- ÉNONCÉ 1
Répondez aux questions suivantes à partir du texte sur la psychanalyse et la franc-maçonnerie :
(a) Qui propose l'essai dont parle le texte ?
(b) En psychanalyse, qu'est-ce qui relève aussi de la parole ?
(c) Qu'est-ce qui est hors du champ de la psychanalyse ?

- TEXTE PRÉSENTÉ
--------

C’est un essai tout à fait intéressant, parfois passionnant, que nous propose Michel Baron dans cette exploration des liens qu’il est possible d’établir entre psychanalyse et Franc-maçonnerie.
Il est intéressant pour le regard intelligent qu’un psychanalyste, aussi franc-maçon, peut poser sur la Franc-maçonnerie, et d’autant plus intéressant que la psychanalyse est fondamentalement anti-traditionnelle, dans le sens ou l’initiation lui échappe, et que ce qu’elle saurait en dire est hors sujet. La psychanalyse traite de la personne inscrite dans la temporalité tandis que l’initiation appelle l’être, cherche à inscrire la conscience dans cette verticalité, ce non-temps dans laquelle il n’y a justement plus personne. En psychanalyse, tout n’est que parole, y compris les silences. En initiation, tout est silence, et d’abord la parole, fusse-t-elle sacrée, fusse-t-elle profane. La chambre du milieu est hors du champ de la psychanalyse, elle est très exactement hors-champ de toute représentation.

--------

[Enregistrements de pointage d'objets sur photo]

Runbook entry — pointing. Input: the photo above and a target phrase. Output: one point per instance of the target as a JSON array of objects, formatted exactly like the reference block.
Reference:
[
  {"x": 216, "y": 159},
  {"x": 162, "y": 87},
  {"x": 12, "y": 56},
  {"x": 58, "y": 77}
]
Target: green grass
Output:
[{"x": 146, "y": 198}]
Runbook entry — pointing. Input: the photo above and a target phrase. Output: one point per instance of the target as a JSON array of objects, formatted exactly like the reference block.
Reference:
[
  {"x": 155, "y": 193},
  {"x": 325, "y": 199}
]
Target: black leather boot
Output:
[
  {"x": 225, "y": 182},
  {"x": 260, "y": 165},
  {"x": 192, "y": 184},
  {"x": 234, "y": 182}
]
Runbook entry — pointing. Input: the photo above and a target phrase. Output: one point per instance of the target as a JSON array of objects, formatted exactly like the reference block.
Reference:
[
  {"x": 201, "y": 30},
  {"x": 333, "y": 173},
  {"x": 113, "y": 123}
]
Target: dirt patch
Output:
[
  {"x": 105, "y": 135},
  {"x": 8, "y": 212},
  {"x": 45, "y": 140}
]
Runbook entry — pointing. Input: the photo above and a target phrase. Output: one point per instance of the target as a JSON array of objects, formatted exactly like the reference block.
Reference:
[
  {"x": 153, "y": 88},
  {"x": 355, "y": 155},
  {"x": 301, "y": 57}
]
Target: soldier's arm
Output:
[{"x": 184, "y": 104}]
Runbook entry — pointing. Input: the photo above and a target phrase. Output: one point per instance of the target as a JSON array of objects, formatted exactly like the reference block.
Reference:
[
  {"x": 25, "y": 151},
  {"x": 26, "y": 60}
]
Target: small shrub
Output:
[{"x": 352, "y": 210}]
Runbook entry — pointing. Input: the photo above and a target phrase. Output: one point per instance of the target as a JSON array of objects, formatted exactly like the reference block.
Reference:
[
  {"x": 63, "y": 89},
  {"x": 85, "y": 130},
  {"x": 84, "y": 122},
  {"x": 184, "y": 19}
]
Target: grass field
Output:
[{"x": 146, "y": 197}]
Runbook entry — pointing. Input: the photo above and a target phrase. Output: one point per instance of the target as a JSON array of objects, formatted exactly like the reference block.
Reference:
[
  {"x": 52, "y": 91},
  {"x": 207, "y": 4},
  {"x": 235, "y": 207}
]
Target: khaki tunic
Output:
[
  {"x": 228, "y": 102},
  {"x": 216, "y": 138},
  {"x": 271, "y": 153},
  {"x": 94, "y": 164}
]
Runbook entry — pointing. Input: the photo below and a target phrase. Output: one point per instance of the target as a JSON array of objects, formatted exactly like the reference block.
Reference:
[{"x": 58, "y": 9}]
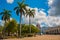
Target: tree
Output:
[
  {"x": 6, "y": 17},
  {"x": 11, "y": 27},
  {"x": 20, "y": 9},
  {"x": 26, "y": 32},
  {"x": 30, "y": 13}
]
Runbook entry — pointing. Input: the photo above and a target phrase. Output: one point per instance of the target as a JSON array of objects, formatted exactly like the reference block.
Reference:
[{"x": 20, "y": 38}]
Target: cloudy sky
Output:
[{"x": 47, "y": 12}]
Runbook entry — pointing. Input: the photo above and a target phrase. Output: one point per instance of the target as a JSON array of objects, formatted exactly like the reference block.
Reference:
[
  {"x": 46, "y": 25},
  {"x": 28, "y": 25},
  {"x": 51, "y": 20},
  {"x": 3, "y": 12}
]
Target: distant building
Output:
[
  {"x": 38, "y": 26},
  {"x": 53, "y": 30}
]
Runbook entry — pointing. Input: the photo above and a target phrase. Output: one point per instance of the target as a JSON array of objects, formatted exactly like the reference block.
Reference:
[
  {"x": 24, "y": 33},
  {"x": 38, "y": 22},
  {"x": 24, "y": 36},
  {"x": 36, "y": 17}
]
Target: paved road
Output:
[{"x": 41, "y": 37}]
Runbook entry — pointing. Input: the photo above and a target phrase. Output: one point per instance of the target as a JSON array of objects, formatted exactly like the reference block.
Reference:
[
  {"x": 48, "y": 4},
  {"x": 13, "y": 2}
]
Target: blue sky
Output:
[
  {"x": 32, "y": 3},
  {"x": 49, "y": 15}
]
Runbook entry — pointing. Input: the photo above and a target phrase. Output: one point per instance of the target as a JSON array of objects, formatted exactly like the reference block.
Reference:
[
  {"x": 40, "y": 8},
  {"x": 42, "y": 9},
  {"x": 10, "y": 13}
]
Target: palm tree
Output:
[
  {"x": 20, "y": 9},
  {"x": 30, "y": 12},
  {"x": 6, "y": 17}
]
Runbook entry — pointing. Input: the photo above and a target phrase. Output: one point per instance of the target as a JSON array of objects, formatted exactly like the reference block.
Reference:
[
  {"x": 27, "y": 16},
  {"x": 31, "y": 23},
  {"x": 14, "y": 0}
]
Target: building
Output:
[{"x": 53, "y": 30}]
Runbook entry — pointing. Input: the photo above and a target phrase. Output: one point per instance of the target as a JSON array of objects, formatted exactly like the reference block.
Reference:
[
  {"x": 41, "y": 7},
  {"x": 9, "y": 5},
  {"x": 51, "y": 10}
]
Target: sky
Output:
[{"x": 46, "y": 11}]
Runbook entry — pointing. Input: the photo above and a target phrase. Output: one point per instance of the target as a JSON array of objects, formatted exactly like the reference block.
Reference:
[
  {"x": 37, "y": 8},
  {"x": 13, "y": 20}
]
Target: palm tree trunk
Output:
[
  {"x": 30, "y": 24},
  {"x": 20, "y": 24}
]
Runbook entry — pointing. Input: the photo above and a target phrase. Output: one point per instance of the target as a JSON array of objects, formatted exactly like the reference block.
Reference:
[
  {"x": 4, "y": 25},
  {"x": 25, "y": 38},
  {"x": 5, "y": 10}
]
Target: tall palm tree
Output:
[
  {"x": 6, "y": 17},
  {"x": 20, "y": 10},
  {"x": 30, "y": 13}
]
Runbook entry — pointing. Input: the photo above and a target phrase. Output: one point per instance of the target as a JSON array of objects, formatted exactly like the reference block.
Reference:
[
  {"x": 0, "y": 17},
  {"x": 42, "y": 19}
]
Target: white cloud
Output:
[
  {"x": 10, "y": 1},
  {"x": 54, "y": 7}
]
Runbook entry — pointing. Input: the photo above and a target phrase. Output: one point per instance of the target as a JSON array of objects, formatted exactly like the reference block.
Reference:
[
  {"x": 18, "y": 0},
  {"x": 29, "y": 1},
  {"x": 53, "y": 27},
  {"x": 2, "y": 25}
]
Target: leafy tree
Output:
[
  {"x": 26, "y": 31},
  {"x": 20, "y": 9},
  {"x": 11, "y": 27}
]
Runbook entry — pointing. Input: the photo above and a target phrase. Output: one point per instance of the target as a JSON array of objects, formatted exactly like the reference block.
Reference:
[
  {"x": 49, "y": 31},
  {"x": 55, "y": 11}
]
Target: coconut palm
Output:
[
  {"x": 6, "y": 17},
  {"x": 20, "y": 10},
  {"x": 30, "y": 13}
]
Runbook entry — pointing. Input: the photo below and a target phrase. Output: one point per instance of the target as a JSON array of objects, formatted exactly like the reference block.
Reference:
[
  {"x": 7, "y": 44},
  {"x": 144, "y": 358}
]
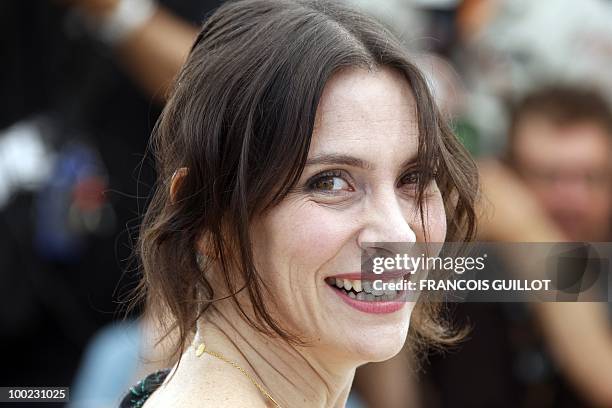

--------

- ÉNONCÉ 2
Veuillez extraire des enregistrements ci-dessus chaque ligne qui contient la chaîne "grass", en respectant la casse.

- CORRIGÉ 1
(a) Michel Baron.
(b) Les silences.
(c) La chambre du milieu.

- CORRIGÉ 2
Target: green grass
Target: grass field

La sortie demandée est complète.